Excerpts from a dataset:
»»
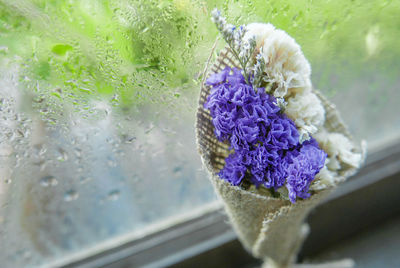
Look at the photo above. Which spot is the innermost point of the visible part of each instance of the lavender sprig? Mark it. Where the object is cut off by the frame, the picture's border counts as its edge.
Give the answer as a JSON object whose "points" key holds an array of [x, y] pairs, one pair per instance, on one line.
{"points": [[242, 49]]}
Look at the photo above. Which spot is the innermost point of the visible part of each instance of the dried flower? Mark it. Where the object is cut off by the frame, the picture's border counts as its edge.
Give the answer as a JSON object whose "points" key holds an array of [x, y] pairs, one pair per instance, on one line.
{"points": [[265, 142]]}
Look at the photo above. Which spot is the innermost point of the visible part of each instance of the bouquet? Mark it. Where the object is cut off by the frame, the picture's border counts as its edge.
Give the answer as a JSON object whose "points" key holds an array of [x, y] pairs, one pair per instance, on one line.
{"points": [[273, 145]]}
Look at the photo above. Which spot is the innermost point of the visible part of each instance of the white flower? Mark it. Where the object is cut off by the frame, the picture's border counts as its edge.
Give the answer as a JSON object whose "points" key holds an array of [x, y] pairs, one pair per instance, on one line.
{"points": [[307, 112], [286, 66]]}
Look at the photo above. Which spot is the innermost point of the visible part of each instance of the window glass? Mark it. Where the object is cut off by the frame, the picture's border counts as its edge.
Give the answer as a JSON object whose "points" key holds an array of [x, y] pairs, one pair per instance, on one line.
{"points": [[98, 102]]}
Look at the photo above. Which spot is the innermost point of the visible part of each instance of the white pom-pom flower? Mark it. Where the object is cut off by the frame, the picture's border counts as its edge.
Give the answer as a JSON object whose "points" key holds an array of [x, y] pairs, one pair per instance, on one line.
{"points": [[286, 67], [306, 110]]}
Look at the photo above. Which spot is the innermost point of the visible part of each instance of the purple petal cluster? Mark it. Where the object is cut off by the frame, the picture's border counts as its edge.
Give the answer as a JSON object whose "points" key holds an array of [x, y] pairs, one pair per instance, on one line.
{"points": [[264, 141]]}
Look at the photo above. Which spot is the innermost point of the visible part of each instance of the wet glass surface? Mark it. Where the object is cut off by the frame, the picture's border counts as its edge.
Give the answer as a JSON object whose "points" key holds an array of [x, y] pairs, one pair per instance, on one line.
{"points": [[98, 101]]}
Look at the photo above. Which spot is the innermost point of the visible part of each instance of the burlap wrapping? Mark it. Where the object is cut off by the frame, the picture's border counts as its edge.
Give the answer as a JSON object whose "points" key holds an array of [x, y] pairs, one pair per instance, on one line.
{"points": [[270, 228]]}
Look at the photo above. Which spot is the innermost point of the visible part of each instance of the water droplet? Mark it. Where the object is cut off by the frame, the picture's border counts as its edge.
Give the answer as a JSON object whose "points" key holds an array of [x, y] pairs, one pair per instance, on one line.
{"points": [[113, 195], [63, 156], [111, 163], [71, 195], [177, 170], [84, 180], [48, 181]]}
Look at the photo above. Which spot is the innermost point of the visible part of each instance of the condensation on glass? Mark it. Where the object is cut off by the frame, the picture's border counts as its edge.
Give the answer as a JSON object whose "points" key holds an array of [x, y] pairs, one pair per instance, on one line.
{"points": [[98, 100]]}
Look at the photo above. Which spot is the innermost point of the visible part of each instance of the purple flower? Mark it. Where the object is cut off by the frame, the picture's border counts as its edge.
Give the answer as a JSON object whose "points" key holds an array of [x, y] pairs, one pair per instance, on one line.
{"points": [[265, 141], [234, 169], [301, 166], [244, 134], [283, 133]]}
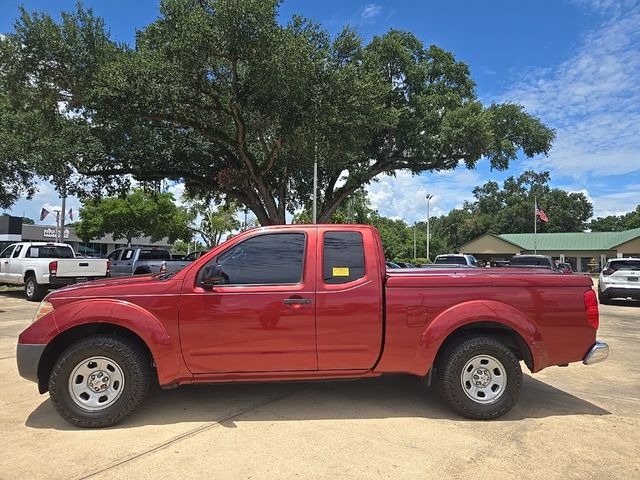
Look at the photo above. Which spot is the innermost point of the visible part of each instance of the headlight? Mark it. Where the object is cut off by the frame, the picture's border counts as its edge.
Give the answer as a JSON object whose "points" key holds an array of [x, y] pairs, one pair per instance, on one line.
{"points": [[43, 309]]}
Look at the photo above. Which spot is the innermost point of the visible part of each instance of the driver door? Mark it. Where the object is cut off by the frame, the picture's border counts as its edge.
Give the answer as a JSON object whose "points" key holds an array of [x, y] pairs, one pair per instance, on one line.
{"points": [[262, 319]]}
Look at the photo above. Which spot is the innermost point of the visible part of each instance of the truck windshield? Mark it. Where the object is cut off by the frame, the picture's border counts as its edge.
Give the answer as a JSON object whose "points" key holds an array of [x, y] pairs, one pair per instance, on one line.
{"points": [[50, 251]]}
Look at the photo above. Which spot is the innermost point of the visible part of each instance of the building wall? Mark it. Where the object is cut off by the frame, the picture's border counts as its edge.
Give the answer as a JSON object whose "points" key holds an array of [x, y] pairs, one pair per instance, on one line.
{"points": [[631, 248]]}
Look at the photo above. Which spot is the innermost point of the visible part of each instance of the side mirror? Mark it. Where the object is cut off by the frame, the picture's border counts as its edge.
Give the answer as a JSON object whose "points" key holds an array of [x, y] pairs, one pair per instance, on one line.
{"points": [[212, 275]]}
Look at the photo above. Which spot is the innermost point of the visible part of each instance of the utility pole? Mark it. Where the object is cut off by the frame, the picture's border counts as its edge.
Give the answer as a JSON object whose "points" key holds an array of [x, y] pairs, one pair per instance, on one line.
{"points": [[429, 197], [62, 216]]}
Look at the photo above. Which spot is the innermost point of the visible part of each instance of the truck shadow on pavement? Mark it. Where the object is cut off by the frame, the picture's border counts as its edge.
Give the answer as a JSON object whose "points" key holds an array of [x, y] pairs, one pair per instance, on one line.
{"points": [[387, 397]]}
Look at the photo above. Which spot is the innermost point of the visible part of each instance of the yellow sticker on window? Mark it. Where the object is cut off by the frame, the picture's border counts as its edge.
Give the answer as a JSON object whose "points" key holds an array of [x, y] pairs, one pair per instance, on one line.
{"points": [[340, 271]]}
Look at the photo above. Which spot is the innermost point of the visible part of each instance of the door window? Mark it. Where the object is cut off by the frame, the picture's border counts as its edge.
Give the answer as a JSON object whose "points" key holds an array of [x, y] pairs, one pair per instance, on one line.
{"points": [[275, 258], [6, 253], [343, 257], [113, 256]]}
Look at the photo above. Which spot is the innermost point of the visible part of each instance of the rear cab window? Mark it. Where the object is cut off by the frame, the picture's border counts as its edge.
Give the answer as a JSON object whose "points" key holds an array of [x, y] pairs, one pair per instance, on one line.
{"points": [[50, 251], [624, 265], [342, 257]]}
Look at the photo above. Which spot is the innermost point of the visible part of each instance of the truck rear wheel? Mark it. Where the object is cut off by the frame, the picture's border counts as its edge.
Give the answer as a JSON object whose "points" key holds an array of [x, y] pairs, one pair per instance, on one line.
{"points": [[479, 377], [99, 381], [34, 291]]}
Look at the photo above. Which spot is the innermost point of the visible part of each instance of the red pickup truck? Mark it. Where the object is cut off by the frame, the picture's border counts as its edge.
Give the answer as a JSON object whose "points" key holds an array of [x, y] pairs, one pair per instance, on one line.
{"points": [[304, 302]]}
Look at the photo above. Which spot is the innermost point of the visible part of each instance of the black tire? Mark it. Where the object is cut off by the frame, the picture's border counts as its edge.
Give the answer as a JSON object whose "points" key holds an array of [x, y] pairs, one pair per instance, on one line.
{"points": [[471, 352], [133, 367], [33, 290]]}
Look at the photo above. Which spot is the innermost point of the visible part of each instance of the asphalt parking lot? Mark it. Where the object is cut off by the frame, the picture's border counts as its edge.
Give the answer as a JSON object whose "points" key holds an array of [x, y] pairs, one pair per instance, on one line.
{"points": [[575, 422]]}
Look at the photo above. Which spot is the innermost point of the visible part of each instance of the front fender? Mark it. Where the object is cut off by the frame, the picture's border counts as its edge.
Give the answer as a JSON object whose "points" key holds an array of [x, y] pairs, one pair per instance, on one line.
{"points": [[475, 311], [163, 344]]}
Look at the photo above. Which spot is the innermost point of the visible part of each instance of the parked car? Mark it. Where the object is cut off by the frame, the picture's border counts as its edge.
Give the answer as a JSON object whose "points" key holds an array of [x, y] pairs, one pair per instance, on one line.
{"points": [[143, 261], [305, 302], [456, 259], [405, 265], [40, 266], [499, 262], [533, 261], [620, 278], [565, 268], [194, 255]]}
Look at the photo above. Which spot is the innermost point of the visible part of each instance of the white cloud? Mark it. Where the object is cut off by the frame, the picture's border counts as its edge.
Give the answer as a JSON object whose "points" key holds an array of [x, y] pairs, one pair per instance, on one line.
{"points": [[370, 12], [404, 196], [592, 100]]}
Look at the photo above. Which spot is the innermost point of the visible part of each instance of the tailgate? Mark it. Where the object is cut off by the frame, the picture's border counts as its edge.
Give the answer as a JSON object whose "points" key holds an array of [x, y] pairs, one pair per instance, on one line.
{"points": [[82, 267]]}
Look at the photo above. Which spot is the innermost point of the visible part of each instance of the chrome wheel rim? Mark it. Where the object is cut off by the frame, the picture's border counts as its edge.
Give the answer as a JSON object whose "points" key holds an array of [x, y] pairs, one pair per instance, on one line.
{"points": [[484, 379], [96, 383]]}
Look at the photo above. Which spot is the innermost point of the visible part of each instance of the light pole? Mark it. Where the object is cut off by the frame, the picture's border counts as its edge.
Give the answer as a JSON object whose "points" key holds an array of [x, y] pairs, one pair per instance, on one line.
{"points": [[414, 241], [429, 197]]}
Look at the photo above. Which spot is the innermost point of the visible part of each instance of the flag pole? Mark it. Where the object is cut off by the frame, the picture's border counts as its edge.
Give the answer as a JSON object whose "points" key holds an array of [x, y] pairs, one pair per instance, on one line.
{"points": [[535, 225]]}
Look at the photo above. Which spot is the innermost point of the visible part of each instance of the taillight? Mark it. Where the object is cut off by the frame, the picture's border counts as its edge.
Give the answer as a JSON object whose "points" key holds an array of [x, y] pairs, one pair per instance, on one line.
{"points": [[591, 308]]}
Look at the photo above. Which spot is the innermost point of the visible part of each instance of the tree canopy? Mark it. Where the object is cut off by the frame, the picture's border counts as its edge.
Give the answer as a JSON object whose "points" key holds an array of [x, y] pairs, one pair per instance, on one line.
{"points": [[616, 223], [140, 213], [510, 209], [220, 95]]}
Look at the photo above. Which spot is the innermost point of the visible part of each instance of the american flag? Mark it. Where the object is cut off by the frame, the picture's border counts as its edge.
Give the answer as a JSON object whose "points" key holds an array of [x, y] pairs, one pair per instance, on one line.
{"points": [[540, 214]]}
««
Where a line above holds the word "door", copy it.

Look at the photo above. Which spot is the innermost point of the visible part of each instance of the driver door? Mark it. Where the object is cut off by the frame, the picture's border counts as its edge.
Look at the photo above. Which spot is the innermost point of the visible part of each instance of the door window? Mark it. Where the object is cut off by the frame, the picture's border counts as its edge.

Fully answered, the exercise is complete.